■ **INFORMATION PROVIDED**
— START —
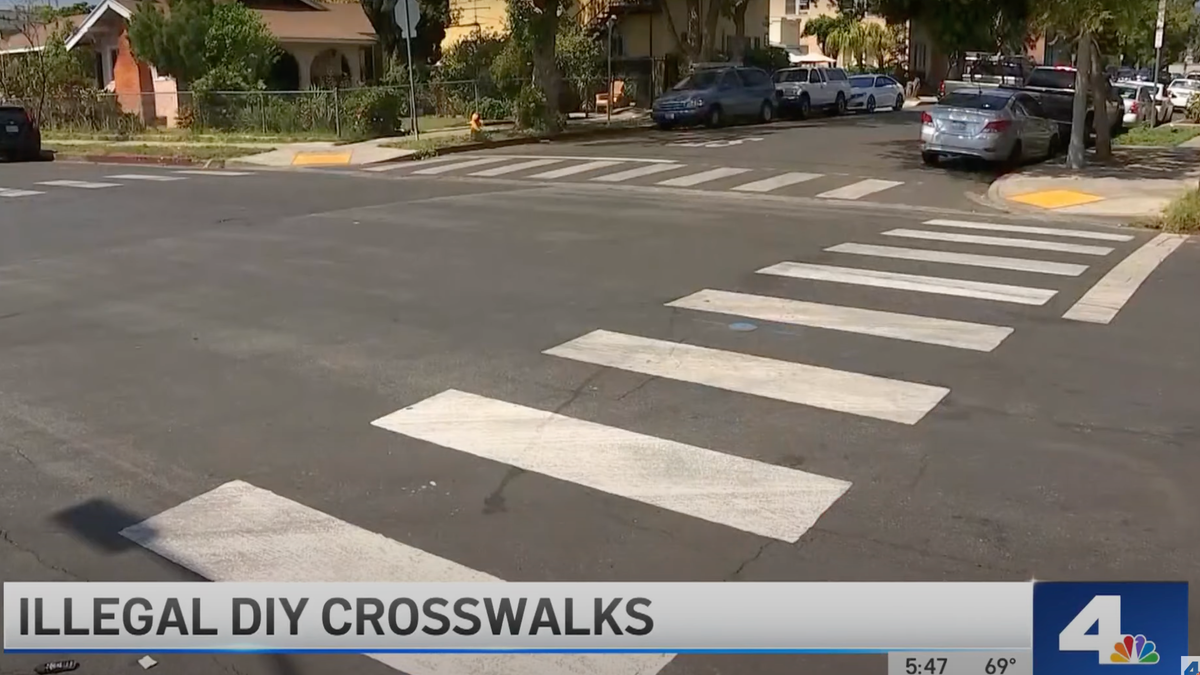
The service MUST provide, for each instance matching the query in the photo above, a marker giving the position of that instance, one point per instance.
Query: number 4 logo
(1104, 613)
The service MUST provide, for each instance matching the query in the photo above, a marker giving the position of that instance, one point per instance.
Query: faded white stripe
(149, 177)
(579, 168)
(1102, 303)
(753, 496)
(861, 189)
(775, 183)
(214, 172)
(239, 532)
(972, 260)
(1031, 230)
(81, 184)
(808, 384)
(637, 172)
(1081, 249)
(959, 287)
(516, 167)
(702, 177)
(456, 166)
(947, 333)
— END —
— START —
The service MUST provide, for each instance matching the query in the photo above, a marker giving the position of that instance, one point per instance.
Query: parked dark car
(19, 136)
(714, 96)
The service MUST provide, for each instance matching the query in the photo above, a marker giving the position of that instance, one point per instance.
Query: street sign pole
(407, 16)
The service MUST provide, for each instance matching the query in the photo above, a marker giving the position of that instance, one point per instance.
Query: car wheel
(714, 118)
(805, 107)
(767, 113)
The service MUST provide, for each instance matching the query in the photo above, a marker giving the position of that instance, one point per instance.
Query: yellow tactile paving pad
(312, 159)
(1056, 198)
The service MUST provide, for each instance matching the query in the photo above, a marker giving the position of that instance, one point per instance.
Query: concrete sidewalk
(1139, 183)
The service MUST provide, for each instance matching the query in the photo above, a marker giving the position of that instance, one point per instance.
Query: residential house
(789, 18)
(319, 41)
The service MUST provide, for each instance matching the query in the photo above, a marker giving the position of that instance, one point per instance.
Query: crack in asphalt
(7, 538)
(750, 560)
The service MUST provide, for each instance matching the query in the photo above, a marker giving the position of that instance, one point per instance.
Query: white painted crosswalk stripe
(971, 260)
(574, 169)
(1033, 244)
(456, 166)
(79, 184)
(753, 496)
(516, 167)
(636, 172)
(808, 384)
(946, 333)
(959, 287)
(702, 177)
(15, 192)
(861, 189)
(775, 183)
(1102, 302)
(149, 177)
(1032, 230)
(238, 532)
— END —
— START —
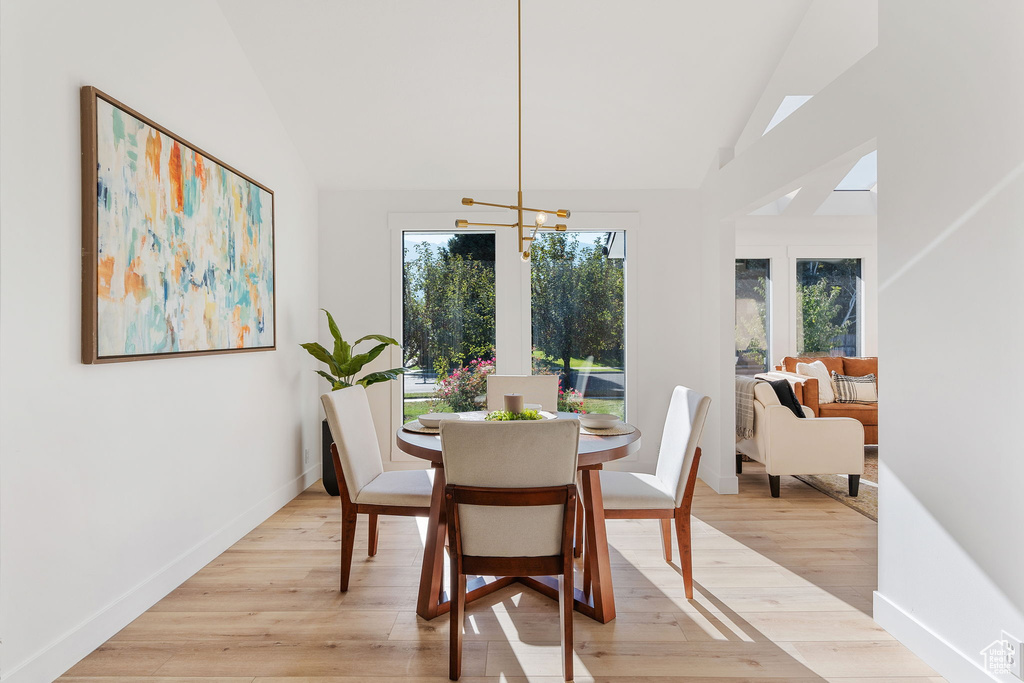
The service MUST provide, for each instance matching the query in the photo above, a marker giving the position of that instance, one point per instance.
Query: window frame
— END —
■ **DIRECTION**
How many lines in the material above contain the string "white", with case counting? Give only the number.

■ **FINAL RESULT**
2